Widerspenstige Eigentümerin – Die Fotografie von der Decke im Hôtel de la Païva

Gemälde
Gemälde "Der Tag jagt die Nacht" von Paul Baudry, Deckengemälde im Hôtel de la Païva (Paris) – Foto: Binche / wikimedia.org

Im Arbeitszimmer in der königlichen Wohnung Neuschwansteins waren eine Reihe von Mappen zu finden, die Arbeitszeugnisse, Studien und Entwürfe der verschiedensten Künstler enthielten. Sie wurden auf Wunsch von Ludwig II. angefertigt, der sich gern in solchen Mappen verlor. Als solche sind sie auch als eine Ideensammlung für das Märchschloss zu verstehen. Dazu gehörten auch Fotografien von vorbildlichen Bauten und deren Inneneinrichtung. Manche Fotografie ließ sich dabei nur mit großen Aufwand beschaffen.

→ Aufgaben:
1/ Was enthielten die Mappen im Arbeitszimmer Neuschwansteins laut dem Text über die Mappen Ludwigs II.?
2/ Führen Sie den Text über die Mappen Ludwigs II. nach seinem letzten Satz fort.

→ Gegebene Angaben:
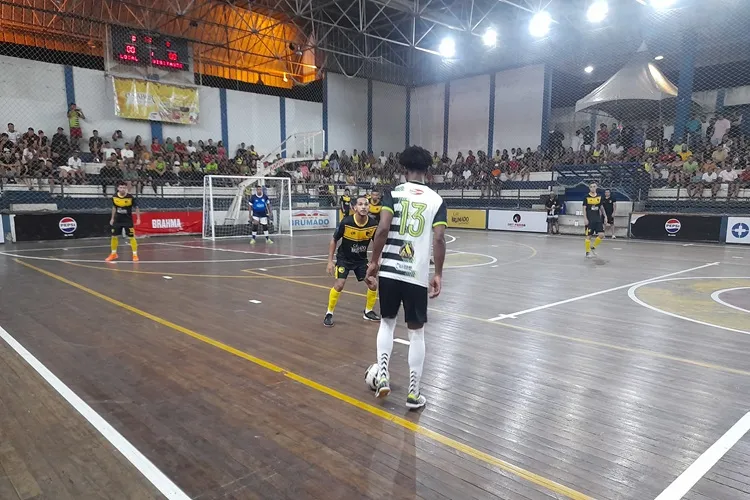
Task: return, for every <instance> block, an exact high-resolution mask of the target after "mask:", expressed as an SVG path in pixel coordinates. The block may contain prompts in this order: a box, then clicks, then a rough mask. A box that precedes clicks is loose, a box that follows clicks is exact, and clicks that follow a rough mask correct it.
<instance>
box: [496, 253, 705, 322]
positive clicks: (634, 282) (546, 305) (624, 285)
mask: <svg viewBox="0 0 750 500" xmlns="http://www.w3.org/2000/svg"><path fill="white" fill-rule="evenodd" d="M718 265H719V262H710V263H708V264H703V265H702V266H697V267H691V268H690V269H683V270H682V271H677V272H674V273H669V274H663V275H661V276H656V277H654V278H648V279H645V280H640V281H635V282H633V283H628V284H626V285H620V286H616V287H612V288H607V289H606V290H599V291H597V292H592V293H587V294H585V295H579V296H578V297H571V298H569V299H565V300H558V301H557V302H552V303H550V304H544V305H541V306H536V307H532V308H530V309H524V310H523V311H516V312H514V313H509V314H500V315H498V316H495V317H494V318H490V319H488V320H487V321H498V320H501V319H516V318H517V317H518V316H522V315H524V314H529V313H533V312H537V311H541V310H543V309H549V308H550V307H557V306H561V305H563V304H569V303H571V302H576V301H579V300H583V299H589V298H591V297H596V296H597V295H602V294H605V293H609V292H615V291H617V290H623V289H625V288H630V287H632V286H636V285H641V284H646V283H649V282H651V281H655V280H659V279H663V278H669V277H670V276H677V275H678V274H684V273H689V272H692V271H698V270H699V269H704V268H706V267H711V266H718Z"/></svg>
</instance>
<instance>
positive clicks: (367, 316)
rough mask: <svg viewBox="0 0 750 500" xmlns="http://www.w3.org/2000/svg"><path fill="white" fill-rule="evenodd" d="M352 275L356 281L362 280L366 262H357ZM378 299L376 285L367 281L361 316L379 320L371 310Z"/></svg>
mask: <svg viewBox="0 0 750 500" xmlns="http://www.w3.org/2000/svg"><path fill="white" fill-rule="evenodd" d="M354 275H355V276H356V277H357V281H364V280H365V276H366V275H367V264H366V263H365V262H363V263H361V264H359V265H358V266H357V267H355V268H354ZM377 300H378V286H377V284H372V285H370V284H369V283H367V301H366V302H365V310H364V312H363V313H362V318H363V319H366V320H367V321H380V316H378V315H377V313H376V312H375V311H373V310H372V308H373V307H375V301H377Z"/></svg>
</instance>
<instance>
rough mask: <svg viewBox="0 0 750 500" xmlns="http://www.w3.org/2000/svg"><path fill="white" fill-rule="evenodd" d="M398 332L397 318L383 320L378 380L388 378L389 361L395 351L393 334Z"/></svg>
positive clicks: (381, 330) (378, 357)
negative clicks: (388, 365) (388, 366)
mask: <svg viewBox="0 0 750 500" xmlns="http://www.w3.org/2000/svg"><path fill="white" fill-rule="evenodd" d="M395 330H396V318H382V319H381V320H380V328H379V329H378V366H379V367H380V370H379V371H378V378H383V377H386V378H388V361H389V360H390V359H391V351H392V350H393V332H394V331H395Z"/></svg>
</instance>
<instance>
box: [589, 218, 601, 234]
mask: <svg viewBox="0 0 750 500" xmlns="http://www.w3.org/2000/svg"><path fill="white" fill-rule="evenodd" d="M603 232H604V223H603V222H602V220H601V219H599V220H590V221H589V223H588V225H587V226H586V236H591V235H592V234H600V233H603Z"/></svg>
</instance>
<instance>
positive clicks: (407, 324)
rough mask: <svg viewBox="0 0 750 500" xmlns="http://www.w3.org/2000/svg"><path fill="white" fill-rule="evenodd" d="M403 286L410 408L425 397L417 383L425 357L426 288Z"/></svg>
mask: <svg viewBox="0 0 750 500" xmlns="http://www.w3.org/2000/svg"><path fill="white" fill-rule="evenodd" d="M401 285H402V286H403V287H404V293H403V301H404V319H405V320H406V327H407V328H408V329H409V391H408V393H407V396H406V407H407V408H409V409H412V410H416V409H418V408H421V407H423V406H424V405H425V404H426V403H427V399H426V398H425V397H424V396H423V395H422V394H421V392H420V389H419V383H420V381H421V379H422V368H423V367H424V358H425V341H424V325H425V323H427V288H425V287H422V286H418V285H412V284H410V283H401Z"/></svg>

→ Lösungen:
1/ Arbeitszeugnisse, Studien und Entwürfe der verschiedensten Künstler.

2/
So auch eine Fotografie aus dem Hôtel de la Païva, das die Kurtisane Esther Lachmann führte, in Paris an der Champs-Élysées. Hier hatte es Ludwig auf eine Fotografie der Decke des Plais abgesehen. Die Decke enthielt das Gemälde “Der Tag jagt die Nacht” eines etwas aus den Fugen geratenen Olymps, das von Baudry gemalt wurde. Doch die Eigentümerin, die ihren Reichtum und ihren Rang einer Reihe von Eheschließungen zu verdanken hatte, verweigerte den Beauftragten jegliche Kopie ihrer schönen Räume. Ohne die ersehnte Fotografie reisten sie wieder ab. Fürst Chlodwig zu Hohenlohe, Botschafter in Paris, wurde sodann darum gebeten, sich dieser Sache anzunehmen. Dieser besuchte die Païva, wie Lachmann genannt wurde, in ihrem Etablissement und sorgte für Gerede: Man überlegte nämlich, welche politische Intrige wohl nun hier arrangiert werden sollte. Wie er es angestellt hatte, ist nicht bekannt. Aber der Botschafter war erfolgreich und überbrachte dem bayerischen König das ersehnte Lichtbild.